> MATERIAL FOR THIS TASK

[Begin]

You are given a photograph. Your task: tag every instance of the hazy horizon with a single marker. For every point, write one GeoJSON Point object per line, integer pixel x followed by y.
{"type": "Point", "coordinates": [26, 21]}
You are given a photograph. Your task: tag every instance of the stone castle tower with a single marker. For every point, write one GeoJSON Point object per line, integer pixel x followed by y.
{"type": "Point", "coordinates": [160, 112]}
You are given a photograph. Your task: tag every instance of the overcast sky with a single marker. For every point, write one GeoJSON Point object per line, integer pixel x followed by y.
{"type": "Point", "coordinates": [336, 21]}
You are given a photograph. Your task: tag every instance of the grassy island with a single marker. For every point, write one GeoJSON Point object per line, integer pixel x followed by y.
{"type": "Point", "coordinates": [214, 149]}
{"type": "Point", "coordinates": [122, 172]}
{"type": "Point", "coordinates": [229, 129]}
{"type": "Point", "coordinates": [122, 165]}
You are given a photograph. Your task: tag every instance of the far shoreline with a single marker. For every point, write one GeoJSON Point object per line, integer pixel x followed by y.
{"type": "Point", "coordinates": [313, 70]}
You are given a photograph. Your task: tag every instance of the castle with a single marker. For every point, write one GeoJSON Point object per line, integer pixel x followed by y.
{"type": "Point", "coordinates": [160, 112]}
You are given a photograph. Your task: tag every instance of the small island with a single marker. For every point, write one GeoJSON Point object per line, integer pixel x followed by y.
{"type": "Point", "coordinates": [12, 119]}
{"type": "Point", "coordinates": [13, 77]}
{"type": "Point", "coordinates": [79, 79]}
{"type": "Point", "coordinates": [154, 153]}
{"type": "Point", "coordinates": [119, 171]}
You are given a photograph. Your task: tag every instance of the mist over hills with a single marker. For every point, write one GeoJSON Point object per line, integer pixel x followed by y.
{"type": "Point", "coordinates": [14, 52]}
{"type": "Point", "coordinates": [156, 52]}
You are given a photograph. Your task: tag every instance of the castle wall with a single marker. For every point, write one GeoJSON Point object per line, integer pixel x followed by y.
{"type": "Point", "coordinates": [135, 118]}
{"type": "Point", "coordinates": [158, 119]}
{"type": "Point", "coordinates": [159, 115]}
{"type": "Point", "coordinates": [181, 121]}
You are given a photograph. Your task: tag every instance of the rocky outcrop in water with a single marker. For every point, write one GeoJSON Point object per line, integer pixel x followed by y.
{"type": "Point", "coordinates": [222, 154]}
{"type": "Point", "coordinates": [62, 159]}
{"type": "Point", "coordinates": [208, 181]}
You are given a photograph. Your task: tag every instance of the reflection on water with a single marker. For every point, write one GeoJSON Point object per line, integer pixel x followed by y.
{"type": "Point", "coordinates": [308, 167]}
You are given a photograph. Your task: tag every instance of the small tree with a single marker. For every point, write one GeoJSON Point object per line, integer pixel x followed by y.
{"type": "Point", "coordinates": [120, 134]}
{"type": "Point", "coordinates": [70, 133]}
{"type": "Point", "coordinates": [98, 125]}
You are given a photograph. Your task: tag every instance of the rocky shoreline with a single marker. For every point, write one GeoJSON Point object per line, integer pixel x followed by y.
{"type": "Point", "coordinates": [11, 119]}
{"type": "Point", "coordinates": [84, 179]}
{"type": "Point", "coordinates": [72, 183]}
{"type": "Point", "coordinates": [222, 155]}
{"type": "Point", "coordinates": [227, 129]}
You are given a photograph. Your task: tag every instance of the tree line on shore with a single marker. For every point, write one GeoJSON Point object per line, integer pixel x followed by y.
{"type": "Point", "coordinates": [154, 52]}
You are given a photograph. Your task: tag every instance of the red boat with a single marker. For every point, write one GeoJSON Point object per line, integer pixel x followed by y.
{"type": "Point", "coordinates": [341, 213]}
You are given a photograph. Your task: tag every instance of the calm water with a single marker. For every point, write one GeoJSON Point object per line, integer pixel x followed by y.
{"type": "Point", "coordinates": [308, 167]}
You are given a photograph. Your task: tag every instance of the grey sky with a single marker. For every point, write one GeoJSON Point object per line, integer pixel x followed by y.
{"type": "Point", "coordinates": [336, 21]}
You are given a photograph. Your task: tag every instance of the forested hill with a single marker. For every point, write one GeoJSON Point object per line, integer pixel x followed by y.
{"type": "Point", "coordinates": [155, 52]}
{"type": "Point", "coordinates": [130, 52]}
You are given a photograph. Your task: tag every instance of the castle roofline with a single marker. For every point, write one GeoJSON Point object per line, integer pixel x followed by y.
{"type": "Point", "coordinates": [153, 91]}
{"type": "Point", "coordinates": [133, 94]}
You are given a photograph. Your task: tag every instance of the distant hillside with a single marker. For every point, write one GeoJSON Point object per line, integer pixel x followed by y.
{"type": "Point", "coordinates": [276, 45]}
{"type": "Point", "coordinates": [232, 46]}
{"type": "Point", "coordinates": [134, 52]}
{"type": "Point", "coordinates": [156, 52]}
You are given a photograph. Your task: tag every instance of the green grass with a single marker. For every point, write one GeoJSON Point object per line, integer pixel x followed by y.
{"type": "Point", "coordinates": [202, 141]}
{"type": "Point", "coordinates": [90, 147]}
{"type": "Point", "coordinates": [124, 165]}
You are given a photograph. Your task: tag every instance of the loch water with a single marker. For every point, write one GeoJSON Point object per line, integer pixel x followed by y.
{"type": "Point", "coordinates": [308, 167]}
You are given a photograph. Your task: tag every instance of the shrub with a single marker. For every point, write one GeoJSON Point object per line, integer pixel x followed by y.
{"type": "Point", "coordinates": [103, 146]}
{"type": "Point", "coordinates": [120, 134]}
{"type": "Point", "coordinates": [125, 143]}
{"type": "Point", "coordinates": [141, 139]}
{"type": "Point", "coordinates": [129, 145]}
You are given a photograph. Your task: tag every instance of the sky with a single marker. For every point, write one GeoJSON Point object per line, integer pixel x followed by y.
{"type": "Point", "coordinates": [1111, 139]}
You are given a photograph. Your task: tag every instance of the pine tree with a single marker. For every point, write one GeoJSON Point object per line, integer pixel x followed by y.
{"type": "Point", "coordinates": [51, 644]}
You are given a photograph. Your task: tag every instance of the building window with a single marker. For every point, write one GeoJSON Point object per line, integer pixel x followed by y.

[End]

> THE EXERCISE
Take the material above and return all of it exactly.

> EXERCISE SOLUTION
You are given a photograph. Your task: tag every instance of the hazy horizon with a single marker. For every point, write one GeoJSON Point object per line, integer pixel x followed by y.
{"type": "Point", "coordinates": [26, 21]}
You are given a photograph. Your task: tag every instance of the stone castle tower with a single marker. For every point, write one GeoJSON Point object per line, integer pixel x followed by y.
{"type": "Point", "coordinates": [160, 112]}
You are given a photograph. Your task: tag every instance of the overcast sky with a single marker. For every point, write one GeoJSON Point object per line, integer pixel x followed by y.
{"type": "Point", "coordinates": [336, 21]}
You are given a photograph. Your task: tag every instance of the grassy island with a single marker. For every point, write one GeoJSON Point object per line, integer pixel x followed by y.
{"type": "Point", "coordinates": [214, 149]}
{"type": "Point", "coordinates": [122, 172]}
{"type": "Point", "coordinates": [229, 129]}
{"type": "Point", "coordinates": [122, 165]}
You are given a photograph. Your task: tag every instance of the far shoreline with a single marker. For every point, write one GeoJSON Point object per line, integer pixel x followed by y.
{"type": "Point", "coordinates": [313, 70]}
You are given a photograph. Your task: tag every instance of the castle with a single marker. For every point, write one GeoJSON Point object per line, integer pixel x followed by y.
{"type": "Point", "coordinates": [160, 112]}
You are given a photograph. Your task: tag every instance of the small island with a single marker. For every point, write one GeoJSON Point object per line, integer pixel x followed by y.
{"type": "Point", "coordinates": [12, 119]}
{"type": "Point", "coordinates": [13, 77]}
{"type": "Point", "coordinates": [79, 79]}
{"type": "Point", "coordinates": [154, 153]}
{"type": "Point", "coordinates": [119, 171]}
You are given a photograph. Your task: tag every instance of the mist over hills with a single marker. For every point, write one GeoJSON Point object per line, integer pixel x followed by y.
{"type": "Point", "coordinates": [14, 52]}
{"type": "Point", "coordinates": [156, 52]}
You are given a photograph. Your task: tag every instance of the castle wall with a single marker. For every point, write one GeoJSON Point object per line, integer pixel x followed by y.
{"type": "Point", "coordinates": [135, 118]}
{"type": "Point", "coordinates": [158, 119]}
{"type": "Point", "coordinates": [159, 115]}
{"type": "Point", "coordinates": [181, 121]}
You are given a photograph. Your task: tag every instance of the rocky outcrop in water with a single marker. For every point, write one GeoJSON Point object per line, integer pixel x followed by y.
{"type": "Point", "coordinates": [222, 154]}
{"type": "Point", "coordinates": [62, 159]}
{"type": "Point", "coordinates": [208, 181]}
You are given a photograph. Your task: tag every instance of the reflection on water with a single marker. For every point, write one GeoJSON Point object per line, integer pixel x followed by y.
{"type": "Point", "coordinates": [308, 167]}
You are given a photograph. Your task: tag every instance of the small tree with a single marker. For every point, write one GeoJSON Point object per line, integer pixel x followed by y.
{"type": "Point", "coordinates": [120, 134]}
{"type": "Point", "coordinates": [70, 133]}
{"type": "Point", "coordinates": [98, 125]}
You are given a photograph. Your task: tag every instance of the rocky shoreline with a single marker. For every point, write one GeoJSON Point object per line, integer pixel x followed by y.
{"type": "Point", "coordinates": [11, 119]}
{"type": "Point", "coordinates": [84, 179]}
{"type": "Point", "coordinates": [72, 183]}
{"type": "Point", "coordinates": [222, 155]}
{"type": "Point", "coordinates": [227, 129]}
You are given a photograph. Your task: tag every instance of the tree line on shore with a single marker. For every point, write one GeoJSON Point object per line, integer pixel x followed by y.
{"type": "Point", "coordinates": [154, 52]}
You are given a photograph. Your task: tag every instance of the red boat with a single marker. For every point, write one GeoJSON Point object per line, integer pixel x followed by y.
{"type": "Point", "coordinates": [341, 213]}
You are given a photograph. Your task: tag every instance of the calm water with a single marker. For every point, write one GeoJSON Point object per line, integer pixel x followed by y.
{"type": "Point", "coordinates": [308, 167]}
You are given a photograph. Your task: tag every instance of the grey sky with a single marker. For every point, write one GeoJSON Point object per line, integer pixel x followed by y.
{"type": "Point", "coordinates": [336, 21]}
You are given a photograph. Your task: tag every instance of the forested hill with a single marker. For every point, write one GeoJSON Point object per line, integer pixel x followed by y.
{"type": "Point", "coordinates": [155, 52]}
{"type": "Point", "coordinates": [130, 52]}
You are given a photograph. Your task: tag every instance of the castle roofline with a single marker. For every point, write one GeoJSON Point object per line, integer pixel x followed by y.
{"type": "Point", "coordinates": [153, 91]}
{"type": "Point", "coordinates": [133, 94]}
You are given a photograph. Your task: tag every instance of the distant hillside with a single marker. For every point, write one GeoJSON Point object per line, integer pixel x followed by y.
{"type": "Point", "coordinates": [276, 45]}
{"type": "Point", "coordinates": [232, 46]}
{"type": "Point", "coordinates": [134, 52]}
{"type": "Point", "coordinates": [156, 52]}
You are given a photograph. Your task: tag every instance of the green grass with a single marker. For every point, write one GeoJSON Point object per line, integer pixel x followed by y.
{"type": "Point", "coordinates": [202, 141]}
{"type": "Point", "coordinates": [90, 147]}
{"type": "Point", "coordinates": [124, 165]}
You are given a photograph. Your task: tag every instance of the loch water with a single marker. For every point, write one GeoJSON Point object per line, integer pixel x followed by y.
{"type": "Point", "coordinates": [308, 167]}
You are given a photograph. Your task: tag every instance of the shrub with a single marker. For every point, write one GeoJSON Point object per line, integer pixel x followed by y.
{"type": "Point", "coordinates": [103, 146]}
{"type": "Point", "coordinates": [120, 134]}
{"type": "Point", "coordinates": [125, 143]}
{"type": "Point", "coordinates": [141, 139]}
{"type": "Point", "coordinates": [129, 145]}
You are given a photograph. Your task: tag every instance of the sky with a single marker. For every point, write one GeoJSON Point object per line, integer pixel x followed by y.
{"type": "Point", "coordinates": [1111, 139]}
You are given a photograph. Your task: tag every instance of the pine tree with a single marker. For every point, write one GeoJSON Point object per line, integer pixel x followed by y.
{"type": "Point", "coordinates": [51, 644]}
You are given a photograph. Your task: tag every instance of the building window with a single marker. For every point, write one GeoJSON Point object per line, integer pixel x followed by y.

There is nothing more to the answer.